Top of EXERCISE TEXT

"I know that I am not going to make the transition, but I am sure as hell not going to do anything that accelerates my demise." - Anonymous, a Big Media Exec
It was a serendipitous occurence, to be sure.
I was attending the trade show of an industry in the throes of painful disruption, and in meeting after meeting, I heard the same story. It was both troubling and confusing.
"We rely on the retail channel as our primary marketing vehicle," each senior exec that I met with recounted with certitude.
Confused, I asked, "But you do know that the Number Two player in the space is in the process of going out of business, and based upon my retail contacts, the Number One player can NOT continue with their big box strategy for the long haul."
Expecting an AHA moment, I followed with, "If that's your primary marketing strategy, what happens when the other shoe drops?"
Instead, you could hear the crickets sound. In each and every meeting.
Mind you, these were not unsophisticated people or underlings, and this was not a case of one intellectually blind company, but rather, these were the senior decision-makers at the biggest names in this particular industry.
How could these folks be so blithe -- and passive -- about the impending loss of their primary marketing channel?
It did not compute.
Breakfast at Serendipities
The next day I was at breakfast with a good friend of mine, sharing my story of this seeming disconnect, when he recounted his conversation with a Senior VP he knows at one of the largest media companies on the planet.
"I know that I am not going to make the transition," his friend was lamenting, a tacit acknowledgement that he was a bit of a dinosaur, simultaneously beholden to legacy technologies, rapidly sunsetting organizational structures, and an economic model that paid him richly, but which was withering away.
But then, with a sly grin, the VP added, "But, I am sure as hell not going to do anything that accelerates my demise."
This was the AHA moment that I was struggling to find.
Never underestimate the ability of people to convince themselves of anything, even inaction, when their self-preservation depends upon it.
Understanding the Selfish Gene
In Richard Dawkins seminal book, 'The Selfish Gene,' Dawins introduced the concept of the selfish gene as a way of describing how certain genetic instances might self-propagate even if their survival came at the expense of the viability of the individal organism, and the larger group.
As applied to industry disruptions, this provides a potent impetus for understanding how individuals might behave in ways that threaten the long term viability of their companies or even their industry, since in this context, the immediate driver for the individual is their own self preservation.
Mapping this Dynamic to the Instagram and Kodak Outcomes
So what does all of this have to do with Instagram, which just got acquired for $1 Billion by Facebook, and Kodak, which is in the process of liquiditation?
In yesterday's New York Times, Nick Bilton wrote an excellent article that underscores why culturally-speaking, Kodak would never have been the environment for an innovative re-think of photography, like Instagram, to occur.
A big part of this is the pragmatic truth behind disruptive technologies, as espoused in Clayton Christensen's 'The Innovator's Dilemma'; namely, that industry incumbents look at new market opportunities based upon three, intellectually-reasoned criteria.
One, does the new solution have compelling economic fundamentals? Two, does it leverage the core competencies of the company, and three, do the company's best customers want such a solution?
Christensen's analysis shows how disruptive innovations (e.g., how the PC disrupted the mainframe) foil the smartest companies, since these new segments generally:
- Have uncompelling economics at the begining;
- Are at odds with the company's core competencies; and
- Address the needs of an untapped market base, not the company's existing customers.
Hence, smart analysis can lead well-intentioned companies to their certain demise.
To these three drivers, I would add a fourth: the disproportionate self-interest of the individual not to forge a path that will lead to their demise.
Put another away, few of us have the courage to push for innovations within their company that will accelerate their path to unemployment.
This truth is even more so in difficult economic environments like the present, where the hard reality is that in the post-disruption world, there will be no lateral move for such individuals to make.
When you multiply that self-preservation interest across employees and departments, you can see how disruption becomes doom -- even once the hard truths are realized.

Bottom of EXERCISE TEXT
Top of RECORDS SHOWN

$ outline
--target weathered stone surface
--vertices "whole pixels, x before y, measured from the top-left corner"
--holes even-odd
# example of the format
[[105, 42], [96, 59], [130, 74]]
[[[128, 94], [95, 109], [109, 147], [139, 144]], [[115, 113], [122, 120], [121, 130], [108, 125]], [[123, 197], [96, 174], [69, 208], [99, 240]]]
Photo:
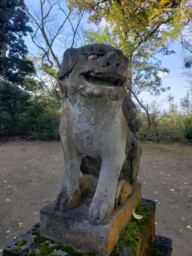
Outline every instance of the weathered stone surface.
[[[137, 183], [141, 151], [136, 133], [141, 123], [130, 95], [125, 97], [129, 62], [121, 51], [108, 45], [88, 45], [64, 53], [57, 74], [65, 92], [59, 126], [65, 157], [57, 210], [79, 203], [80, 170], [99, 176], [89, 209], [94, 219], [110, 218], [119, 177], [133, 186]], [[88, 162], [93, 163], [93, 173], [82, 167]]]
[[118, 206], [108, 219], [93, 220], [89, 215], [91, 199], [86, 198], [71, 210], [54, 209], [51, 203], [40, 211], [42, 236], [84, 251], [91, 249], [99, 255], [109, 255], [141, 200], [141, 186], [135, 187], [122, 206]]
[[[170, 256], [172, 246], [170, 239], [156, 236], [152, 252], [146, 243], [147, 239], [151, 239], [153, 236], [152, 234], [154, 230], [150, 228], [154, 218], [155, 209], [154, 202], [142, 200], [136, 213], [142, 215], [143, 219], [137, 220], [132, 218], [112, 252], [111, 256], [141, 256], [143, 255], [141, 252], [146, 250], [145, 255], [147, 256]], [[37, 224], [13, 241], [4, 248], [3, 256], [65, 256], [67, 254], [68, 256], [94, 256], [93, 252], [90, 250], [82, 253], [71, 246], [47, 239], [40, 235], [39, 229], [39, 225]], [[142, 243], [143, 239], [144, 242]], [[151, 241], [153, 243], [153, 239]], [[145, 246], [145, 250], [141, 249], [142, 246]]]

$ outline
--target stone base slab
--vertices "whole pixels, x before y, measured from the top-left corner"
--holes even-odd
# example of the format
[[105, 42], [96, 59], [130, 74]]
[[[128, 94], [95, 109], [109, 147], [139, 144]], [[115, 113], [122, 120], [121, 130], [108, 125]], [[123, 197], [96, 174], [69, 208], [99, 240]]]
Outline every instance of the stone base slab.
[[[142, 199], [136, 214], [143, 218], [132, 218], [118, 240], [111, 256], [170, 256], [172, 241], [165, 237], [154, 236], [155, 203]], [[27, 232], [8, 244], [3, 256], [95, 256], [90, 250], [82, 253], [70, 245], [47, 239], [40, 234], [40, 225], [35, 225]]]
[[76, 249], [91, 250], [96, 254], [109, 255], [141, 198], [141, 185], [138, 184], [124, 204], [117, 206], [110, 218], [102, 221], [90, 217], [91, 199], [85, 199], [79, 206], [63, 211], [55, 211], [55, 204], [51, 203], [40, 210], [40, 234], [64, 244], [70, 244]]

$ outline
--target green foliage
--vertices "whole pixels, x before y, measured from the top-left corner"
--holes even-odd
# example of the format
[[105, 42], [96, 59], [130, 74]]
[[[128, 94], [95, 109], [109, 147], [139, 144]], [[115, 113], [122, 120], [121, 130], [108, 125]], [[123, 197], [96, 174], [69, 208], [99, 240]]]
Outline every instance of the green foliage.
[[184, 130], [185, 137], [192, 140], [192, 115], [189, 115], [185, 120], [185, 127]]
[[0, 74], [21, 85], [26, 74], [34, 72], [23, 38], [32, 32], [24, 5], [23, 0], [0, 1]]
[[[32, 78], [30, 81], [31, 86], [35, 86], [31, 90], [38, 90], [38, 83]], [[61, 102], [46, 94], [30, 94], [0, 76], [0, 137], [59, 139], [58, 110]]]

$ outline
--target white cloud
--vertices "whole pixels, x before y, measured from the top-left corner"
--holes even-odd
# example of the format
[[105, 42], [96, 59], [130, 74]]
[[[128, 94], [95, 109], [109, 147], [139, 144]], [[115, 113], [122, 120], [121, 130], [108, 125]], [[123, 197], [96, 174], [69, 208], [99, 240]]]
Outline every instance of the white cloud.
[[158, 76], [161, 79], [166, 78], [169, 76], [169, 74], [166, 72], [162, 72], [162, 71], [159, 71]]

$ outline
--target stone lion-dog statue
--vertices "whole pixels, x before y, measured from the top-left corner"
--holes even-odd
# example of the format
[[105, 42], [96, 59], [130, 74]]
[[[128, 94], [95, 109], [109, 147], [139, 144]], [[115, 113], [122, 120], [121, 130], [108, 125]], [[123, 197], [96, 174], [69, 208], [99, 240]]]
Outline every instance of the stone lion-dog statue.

Bottom of RECORDS SHOWN

▶ [EXERCISE 1]: Reproduce word for word the part of the essay on industry disruption that opens with the words containing "Breakfast at Serendipities" and closes with "depends upon it.".
▶ [EXERCISE 2]:
Answer these questions from the essay on industry disruption:
(a) Which company acquired Instagram, and for what amount?
(b) What position did the breakfast companion's acquaintance hold, and at what kind of company?
(c) What example does the essay give of a disruptive innovation?

▶ [RESPONSE AREA 1]:
Breakfast at Serendipities
The next day I was at breakfast with a good friend of mine, sharing my story of this seeming disconnect, when he recounted his conversation with a Senior VP he knows at one of the largest media companies on the planet.
"I know that I am not going to make the transition," his friend was lamenting, a tacit acknowledgement that he was a bit of a dinosaur, simultaneously beholden to legacy technologies, rapidly sunsetting organizational structures, and an economic model that paid him richly, but which was withering away.
But then, with a sly grin, the VP added, "But, I am sure as hell not going to do anything that accelerates my demise."
This was the AHA moment that I was struggling to find.
Never underestimate the ability of people to convince themselves of anything, even inaction, when their self-preservation depends upon it.

▶ [RESPONSE AREA 2]:
(a) Facebook acquired Instagram for $1 billion.
(b) He was a Senior VP at one of the largest media companies on the planet.
(c) The PC disrupting the mainframe.